*Esercizi da svolgere*
1: Nell'estratto sulla fotografia delle donne negli anni Settanta, quali autrici vengono indicate come esempio di chi ha unito la pratica femminista a quella artistica?
2: Trascrivi dall'estratto sulla fotografia delle donne tutto ciò che va da "Sono, dunque, numerosi" fino a "riconoscersi (p. 31).".

*Estratto del testo*
==================================================
Le modalità con cui nel corso degli anni Settanta in Italia le donne hanno fatto ricorso alla pratica fotografica sono indubbiamente varie: in alcuni casi si è trattato di coniugare la pratica femminista, anche di autoanalisi, con quella artistica (es. Paola Mattioli e Verita Monselles), in altri è piuttosto stato indagato il ruolo della donna nella società contemporanea (es. Paola Agosti, Lisetta Cerati, Giovanna Nuvoletti, il Collettivo Donne Fotoreporter ecc.), oppure vi sono autrici che in maniera meno diretta hanno comunque contributo a scalfire il “dominio visivo maschile” proponendo una “visione di parte”, femminile, sul reale (es. Letizia Battaglia, Silvia Lelli, Maria Mulas, Marialba Russo ecc.). Scrive Cristina Casero:

Sono, dunque, numerosi gli aspetti che rendono quasi fisiologico il connubio tra alcune delle istanze femministe e la fotografia. Essenziale è pure il fatto che essa permette di lavorare sull’immagine e quindi sull’immaginario collettivo, che veicolando una figura femminile costruita su cliché rinforza stereotipi sul corpo delle donne, il luogo dell’identità e della differenza. Attraverso la prassi fotografica è possibile dare visibilità a una nuova immagine della donna, nata dallo sguardo del “soggetto imprevisto”, come dice Lonzi, da un occhio che si muove al di fuori degli schemi per proporre, attraverso il racconto del reale, un nuovo racconto di sé, del proprio corpo, nel quale sia finalmente possibile riconoscersi (p. 31).
==================================================
Record di annotazione per il rilevamento
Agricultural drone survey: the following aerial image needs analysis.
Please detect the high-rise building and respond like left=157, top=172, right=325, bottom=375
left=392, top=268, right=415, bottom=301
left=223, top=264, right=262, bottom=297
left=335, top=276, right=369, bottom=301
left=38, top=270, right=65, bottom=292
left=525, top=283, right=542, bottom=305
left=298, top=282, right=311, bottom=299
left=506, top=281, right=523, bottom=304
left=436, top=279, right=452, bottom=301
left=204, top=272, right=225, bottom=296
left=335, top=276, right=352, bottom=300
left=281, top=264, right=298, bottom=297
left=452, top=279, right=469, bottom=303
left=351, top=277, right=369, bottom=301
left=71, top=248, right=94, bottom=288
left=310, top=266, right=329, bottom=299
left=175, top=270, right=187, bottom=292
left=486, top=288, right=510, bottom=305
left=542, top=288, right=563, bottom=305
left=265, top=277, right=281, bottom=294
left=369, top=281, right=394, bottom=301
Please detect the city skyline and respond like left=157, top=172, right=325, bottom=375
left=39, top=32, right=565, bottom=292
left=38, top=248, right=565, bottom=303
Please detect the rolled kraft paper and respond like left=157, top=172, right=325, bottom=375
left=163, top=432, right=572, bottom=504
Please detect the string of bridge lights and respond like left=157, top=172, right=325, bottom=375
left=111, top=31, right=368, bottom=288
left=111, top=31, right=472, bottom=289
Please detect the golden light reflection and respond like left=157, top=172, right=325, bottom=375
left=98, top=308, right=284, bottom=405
==================================================
*Risposte*
1: Paola Mattioli e Verita Monselles.

2:
Sono, dunque, numerosi gli aspetti che rendono quasi fisiologico il connubio tra alcune delle istanze femministe e la fotografia. Essenziale è pure il fatto che essa permette di lavorare sull’immagine e quindi sull’immaginario collettivo, che veicolando una figura femminile costruita su cliché rinforza stereotipi sul corpo delle donne, il luogo dell’identità e della differenza. Attraverso la prassi fotografica è possibile dare visibilità a una nuova immagine della donna, nata dallo sguardo del “soggetto imprevisto”, come dice Lonzi, da un occhio che si muove al di fuori degli schemi per proporre, attraverso il racconto del reale, un nuovo racconto di sé, del proprio corpo, nel quale sia finalmente possibile riconoscersi (p. 31).